DIRECTION – Pictures do not belong in the copy; transcribe everything else in the records exactly.
** START **
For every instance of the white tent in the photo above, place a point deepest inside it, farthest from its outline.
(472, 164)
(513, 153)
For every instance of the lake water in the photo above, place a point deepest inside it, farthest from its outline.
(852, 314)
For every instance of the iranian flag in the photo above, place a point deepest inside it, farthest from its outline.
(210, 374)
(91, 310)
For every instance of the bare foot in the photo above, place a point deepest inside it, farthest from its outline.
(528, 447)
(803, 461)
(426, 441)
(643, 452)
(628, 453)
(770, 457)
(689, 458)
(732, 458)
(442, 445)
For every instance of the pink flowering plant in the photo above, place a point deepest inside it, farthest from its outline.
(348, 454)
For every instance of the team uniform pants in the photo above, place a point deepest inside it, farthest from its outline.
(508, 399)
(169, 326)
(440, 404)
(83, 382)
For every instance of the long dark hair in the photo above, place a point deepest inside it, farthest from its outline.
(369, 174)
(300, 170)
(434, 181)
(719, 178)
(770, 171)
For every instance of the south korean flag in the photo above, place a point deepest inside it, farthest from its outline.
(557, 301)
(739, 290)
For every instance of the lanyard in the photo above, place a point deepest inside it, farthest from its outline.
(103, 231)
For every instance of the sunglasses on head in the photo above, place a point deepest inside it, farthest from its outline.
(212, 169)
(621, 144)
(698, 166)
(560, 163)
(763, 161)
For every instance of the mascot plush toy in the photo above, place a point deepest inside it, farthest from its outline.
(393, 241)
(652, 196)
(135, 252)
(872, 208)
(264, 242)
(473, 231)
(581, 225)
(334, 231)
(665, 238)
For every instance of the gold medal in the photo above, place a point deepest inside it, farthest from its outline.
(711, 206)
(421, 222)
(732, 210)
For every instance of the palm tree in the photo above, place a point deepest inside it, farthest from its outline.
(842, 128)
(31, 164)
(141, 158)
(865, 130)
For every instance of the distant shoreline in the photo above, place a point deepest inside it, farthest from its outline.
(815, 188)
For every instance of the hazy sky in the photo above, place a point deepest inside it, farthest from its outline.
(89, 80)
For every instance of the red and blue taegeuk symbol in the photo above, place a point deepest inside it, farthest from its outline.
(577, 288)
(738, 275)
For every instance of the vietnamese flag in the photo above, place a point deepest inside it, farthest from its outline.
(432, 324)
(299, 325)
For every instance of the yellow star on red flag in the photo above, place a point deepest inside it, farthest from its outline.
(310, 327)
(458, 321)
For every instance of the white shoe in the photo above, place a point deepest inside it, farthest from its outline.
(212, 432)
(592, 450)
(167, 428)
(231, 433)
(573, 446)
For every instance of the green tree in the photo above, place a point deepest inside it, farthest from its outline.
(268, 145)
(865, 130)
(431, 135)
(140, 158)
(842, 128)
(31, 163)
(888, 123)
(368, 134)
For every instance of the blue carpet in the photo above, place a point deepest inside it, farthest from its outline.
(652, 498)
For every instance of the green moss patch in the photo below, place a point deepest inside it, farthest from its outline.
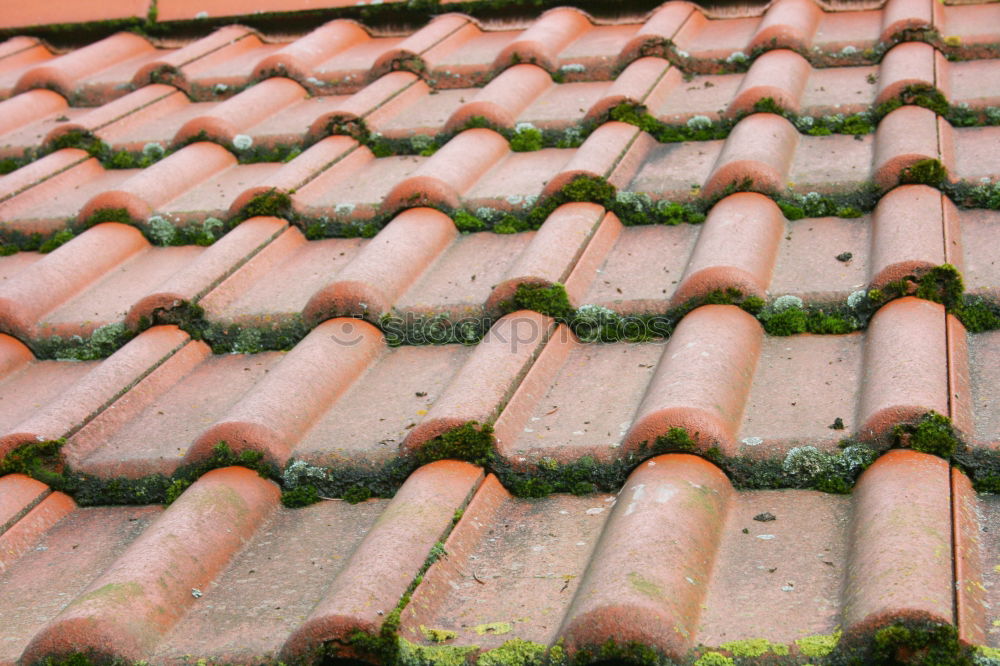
(924, 172)
(933, 434)
(550, 300)
(472, 442)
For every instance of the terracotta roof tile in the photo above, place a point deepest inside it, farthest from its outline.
(647, 337)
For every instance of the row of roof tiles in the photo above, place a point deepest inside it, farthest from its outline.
(400, 105)
(265, 274)
(453, 51)
(164, 400)
(338, 181)
(678, 562)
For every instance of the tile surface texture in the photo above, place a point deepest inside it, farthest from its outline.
(661, 337)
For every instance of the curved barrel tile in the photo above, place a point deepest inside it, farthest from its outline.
(702, 381)
(904, 372)
(297, 59)
(545, 39)
(757, 155)
(387, 266)
(382, 567)
(128, 609)
(900, 562)
(504, 98)
(491, 375)
(787, 24)
(780, 76)
(311, 378)
(671, 510)
(451, 171)
(737, 249)
(158, 184)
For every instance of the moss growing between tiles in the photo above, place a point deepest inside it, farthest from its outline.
(918, 643)
(471, 442)
(550, 300)
(925, 172)
(630, 652)
(803, 467)
(273, 203)
(39, 460)
(978, 315)
(42, 461)
(103, 342)
(933, 434)
(817, 646)
(305, 484)
(916, 95)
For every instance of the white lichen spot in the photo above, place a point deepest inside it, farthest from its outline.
(664, 494)
(804, 461)
(699, 122)
(242, 141)
(805, 123)
(783, 303)
(161, 230)
(421, 142)
(153, 149)
(856, 298)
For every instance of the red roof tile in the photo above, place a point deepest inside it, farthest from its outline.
(585, 337)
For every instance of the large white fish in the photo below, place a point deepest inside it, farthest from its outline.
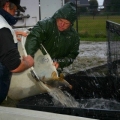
(24, 85)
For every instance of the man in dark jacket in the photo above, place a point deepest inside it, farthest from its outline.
(10, 60)
(57, 35)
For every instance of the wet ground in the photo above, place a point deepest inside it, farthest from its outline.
(92, 54)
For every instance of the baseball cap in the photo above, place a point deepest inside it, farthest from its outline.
(17, 3)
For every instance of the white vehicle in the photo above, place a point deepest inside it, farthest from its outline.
(22, 84)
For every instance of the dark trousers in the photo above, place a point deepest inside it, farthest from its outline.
(5, 78)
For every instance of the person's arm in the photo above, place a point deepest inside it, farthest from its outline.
(19, 34)
(66, 61)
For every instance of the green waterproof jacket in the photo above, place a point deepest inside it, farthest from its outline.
(63, 47)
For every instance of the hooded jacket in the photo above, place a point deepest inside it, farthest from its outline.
(63, 46)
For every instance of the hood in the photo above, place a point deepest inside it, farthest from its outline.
(68, 12)
(8, 17)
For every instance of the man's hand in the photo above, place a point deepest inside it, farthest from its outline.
(28, 60)
(56, 64)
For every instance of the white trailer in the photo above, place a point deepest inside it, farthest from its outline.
(36, 10)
** END **
RESPONSE TO THIS TASK –
For every instance of the white tent in the photo above, place a point deepest inside it, farthest from its outline.
(472, 164)
(513, 153)
For every instance of the lake water in the photo above, place a point deepest inside it, farthest from its outline.
(852, 314)
For every instance of the iranian flag in the photo above, place a point deepest inside it, farthest from its outline.
(210, 374)
(91, 310)
For every instance of the bare foot in the photo above, place a point deepest inside it, farthest from its outline.
(528, 447)
(803, 461)
(426, 441)
(643, 452)
(628, 453)
(770, 457)
(689, 458)
(732, 458)
(442, 445)
For every instance of the pink flowering plant in the photo above, place a point deepest inside it, farthest from its outline.
(348, 454)
For every instance of the team uniform pants in the photo above, place a point deepest inside it, farthest from its outline.
(508, 399)
(169, 326)
(440, 404)
(83, 382)
For every instance of the long dark hair in the photo above, place a point deepest inside it, farthest from its outline.
(369, 174)
(300, 170)
(434, 181)
(719, 178)
(770, 171)
For every instance of the south korean flag in the photo above, place a point deepest inside it, farthest from its outline.
(557, 301)
(739, 290)
For every instance of the lanyard in the photo above, place a point deepest inside it, farthest from its outline.
(103, 231)
For every instance of the sunglasses on head in the photo above, place a point deepest inside it, farthest from its outline.
(212, 169)
(621, 144)
(698, 166)
(560, 163)
(763, 161)
For every instance of the mascot plush toy in the photo above, place a point deepest inside it, farthest from its outline.
(393, 241)
(652, 196)
(135, 252)
(872, 208)
(264, 242)
(473, 231)
(581, 225)
(334, 231)
(665, 238)
For every instance of the gold medal in the photo above, place a point deepest inside it, farthest from its outline.
(711, 206)
(421, 222)
(732, 210)
For every instance of the palm tree in the photo above, place a point deepest inside it, farthest from its outline.
(842, 128)
(31, 164)
(141, 158)
(865, 130)
For every instance of the distant shoreline in the photo above, place a point deepest inside it, farthest from its outline.
(815, 188)
For every instance of the hazy sky in the photo above, place a point deepest inside it, farthest from its outline.
(89, 80)
For every instance of the red and blue taegeuk symbol in the photo above, place a point deepest inside it, farthest from its outline.
(577, 288)
(738, 275)
For every instance of the vietnamese flag in the photo above, place a point deepest inside it, farthest from its outline.
(432, 324)
(299, 325)
For every instance of the yellow star on red flag in the photo above, place a point deepest inside it, farthest from its outline.
(310, 327)
(458, 321)
For every instance of the white shoe in the photo above, place a point deepest inside it, farthest from its outline.
(212, 432)
(592, 450)
(167, 428)
(231, 433)
(573, 446)
For every instance of the green tree in the photo above, place a point deepest inside it, farthest from its outline.
(268, 145)
(865, 130)
(431, 135)
(140, 158)
(842, 128)
(31, 163)
(888, 123)
(368, 134)
For every instance of the blue carpet in the photo above, place a point deepest inside it, farthest from its outline.
(652, 498)
For every instance of the green moss patch in the photo below, place a point deepest inside it, farthest from its outline.
(924, 172)
(933, 434)
(550, 300)
(472, 442)
For every instance of the terracotta roof tile in the photo above, place a point deepest inside it, farthest from its outline.
(647, 337)
For every instance of the row of roof tiles in the photo above, place a point deepest inside it, farthest from its outline.
(400, 105)
(265, 274)
(453, 51)
(164, 400)
(338, 181)
(678, 562)
For every instance of the tile surface texture in the photo above, place a point deepest inside it, farthest from its outline.
(661, 337)
For every instance of the curved barrel tile in the photo above, place a point deepest inside it, farthest from its outline.
(702, 381)
(904, 372)
(297, 59)
(545, 39)
(757, 155)
(387, 266)
(382, 567)
(128, 609)
(900, 562)
(504, 98)
(491, 375)
(787, 24)
(780, 76)
(311, 378)
(671, 510)
(451, 171)
(737, 249)
(158, 184)
For every instance of the moss growing between tiles in the photo above, place a point deepest inside it, farthest from its outline.
(918, 643)
(471, 442)
(550, 300)
(925, 172)
(630, 652)
(803, 467)
(273, 203)
(39, 460)
(978, 315)
(42, 461)
(103, 342)
(933, 434)
(817, 646)
(305, 484)
(916, 95)
For every instance of the white lichen spot in the photo above, place a point deepest inside it, farthest from its outline.
(664, 494)
(804, 461)
(699, 122)
(242, 141)
(805, 123)
(783, 303)
(161, 230)
(421, 142)
(153, 149)
(856, 298)
For every instance of the red roof tile in the photo above, place a point deepest inside it, farthest from its outline.
(585, 337)
For every instance of the large white fish in the photo below, place a point deepest inside it, farthest from its outline.
(24, 85)
For every instance of the man in dark jacket in the photo above, place a point deepest inside it, farthest from its outline.
(10, 60)
(57, 35)
For every instance of the wet ground in the photo above, place a point deepest inside it, farthest from its outline.
(92, 54)
For every instance of the baseball cap in the photo above, place a point deepest inside it, farthest from its outline.
(17, 3)
For every instance of the white vehicle in the photo above, place a point deepest inside it, farthest from its outline.
(22, 84)
For every instance of the dark trousers in the photo above, place a point deepest inside it, farthest from its outline.
(5, 78)
For every instance of the person's arm in the photo above, place a point deepest inside it, farthest from its outline.
(19, 34)
(66, 61)
For every instance of the green waterproof jacket in the photo above, place a point deepest inside it, farthest from its outline.
(63, 47)
For every instance of the hooded jacket in the photo above, place a point deepest inside it, farthest from its outline.
(63, 46)
For every instance of the hood in the photo above, place a point deepest inside it, farthest from its outline.
(68, 12)
(8, 17)
For every instance of the man's hand in the photo above, place a point deepest inside it, farthest from its outline.
(28, 60)
(56, 64)
For every instance of the white trailer in the photo above, place a point deepest inside it, farthest from its outline.
(36, 10)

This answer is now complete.